TO DO:
Below is a block of records; repeat all of them exactly.

ENTRIES:
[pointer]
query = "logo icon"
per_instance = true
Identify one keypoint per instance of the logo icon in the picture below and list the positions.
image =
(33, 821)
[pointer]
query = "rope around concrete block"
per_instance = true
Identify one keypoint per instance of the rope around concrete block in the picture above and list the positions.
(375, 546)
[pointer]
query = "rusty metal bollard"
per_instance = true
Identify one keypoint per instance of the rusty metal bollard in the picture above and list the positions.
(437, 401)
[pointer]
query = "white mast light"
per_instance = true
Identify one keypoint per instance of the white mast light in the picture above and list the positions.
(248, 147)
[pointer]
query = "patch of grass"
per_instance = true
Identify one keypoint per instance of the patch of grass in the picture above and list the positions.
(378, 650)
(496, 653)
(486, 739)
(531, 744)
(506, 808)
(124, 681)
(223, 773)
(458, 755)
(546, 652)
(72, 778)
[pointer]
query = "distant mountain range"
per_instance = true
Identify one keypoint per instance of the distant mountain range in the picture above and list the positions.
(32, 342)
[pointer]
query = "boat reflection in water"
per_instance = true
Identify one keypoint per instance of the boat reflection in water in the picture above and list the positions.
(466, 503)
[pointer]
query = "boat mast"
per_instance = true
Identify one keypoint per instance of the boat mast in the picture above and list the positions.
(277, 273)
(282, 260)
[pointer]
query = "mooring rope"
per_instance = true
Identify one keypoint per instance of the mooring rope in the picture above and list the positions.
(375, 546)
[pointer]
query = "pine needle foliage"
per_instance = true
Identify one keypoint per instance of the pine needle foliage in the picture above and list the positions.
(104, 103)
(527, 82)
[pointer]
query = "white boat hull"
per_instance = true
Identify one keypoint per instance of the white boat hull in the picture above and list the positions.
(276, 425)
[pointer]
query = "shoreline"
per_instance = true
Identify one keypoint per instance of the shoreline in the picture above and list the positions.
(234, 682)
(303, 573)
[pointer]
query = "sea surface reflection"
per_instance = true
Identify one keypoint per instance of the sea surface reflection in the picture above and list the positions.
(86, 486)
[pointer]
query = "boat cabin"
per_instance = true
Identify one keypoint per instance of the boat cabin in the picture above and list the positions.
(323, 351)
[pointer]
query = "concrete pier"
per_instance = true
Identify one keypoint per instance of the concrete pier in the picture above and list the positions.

COMPLETED TASK:
[pointer]
query = "logo icon"
per_instance = true
Identify one keypoint per instance of the logo icon in the picture below and list the positions.
image =
(33, 821)
[pointer]
query = "rope around concrete block"
per_instance = true
Identify one keypoint per instance of the rope around concrete block in the picture above and list the positions.
(375, 546)
[pointer]
query = "rusty metal bollard"
per_instance = true
Identify one keypoint per instance of the rusty metal bollard in the picture above and list the positions.
(437, 401)
[pointer]
query = "white mast light"
per_instance = true
Identify one keypoint per instance of the white mast light in the picture above and list the positions.
(248, 147)
[pointer]
query = "patch of grass"
per_instance = true
Identify one keypoint per instance of the patch of grass in the picture above and list the positions.
(378, 650)
(496, 653)
(486, 739)
(531, 744)
(506, 808)
(124, 681)
(223, 773)
(458, 755)
(546, 652)
(72, 778)
[pointer]
query = "distant mountain range"
per_instance = true
Identify one keypoint per instance of the distant mountain range in the picture above and list the positions.
(32, 342)
[pointer]
query = "boat reflection in water"
per_instance = true
Identify one keypoint per instance of the boat reflection in water in the picture above and list the positions.
(466, 503)
[pointer]
query = "boat mast"
per_instance = true
Identify one keypoint per instance of the boat mast in the picture above and list the positions.
(277, 273)
(282, 260)
[pointer]
query = "mooring rope"
per_instance = true
Identify one keypoint per instance of the mooring rope in the picture above and list the positions.
(375, 546)
[pointer]
query = "pine needle foliage"
per_instance = true
Identify one keypoint per instance of the pine needle foliage in the picture above and list the positions.
(104, 103)
(527, 82)
[pointer]
query = "white boat hull"
per_instance = true
Identify one keypoint per instance of the white boat hull in the picture above and list the positions.
(276, 425)
[pointer]
query = "shoreline"
per_instance = true
Identify one keypoint per instance of the shoreline in the picture above and list the positions.
(234, 682)
(303, 573)
[pointer]
query = "sea surface reflection"
per_instance = true
Identify one keypoint per instance of the sea surface reflection in the picture above and list the positions.
(86, 486)
[pointer]
query = "boat cabin"
per_instance = true
Identify one keypoint per instance of the boat cabin in the picture above and list the positions.
(323, 351)
[pointer]
query = "concrete pier"
per_instance = true
Identify one keypoint per instance of the concrete pier in the picture above and list the positions.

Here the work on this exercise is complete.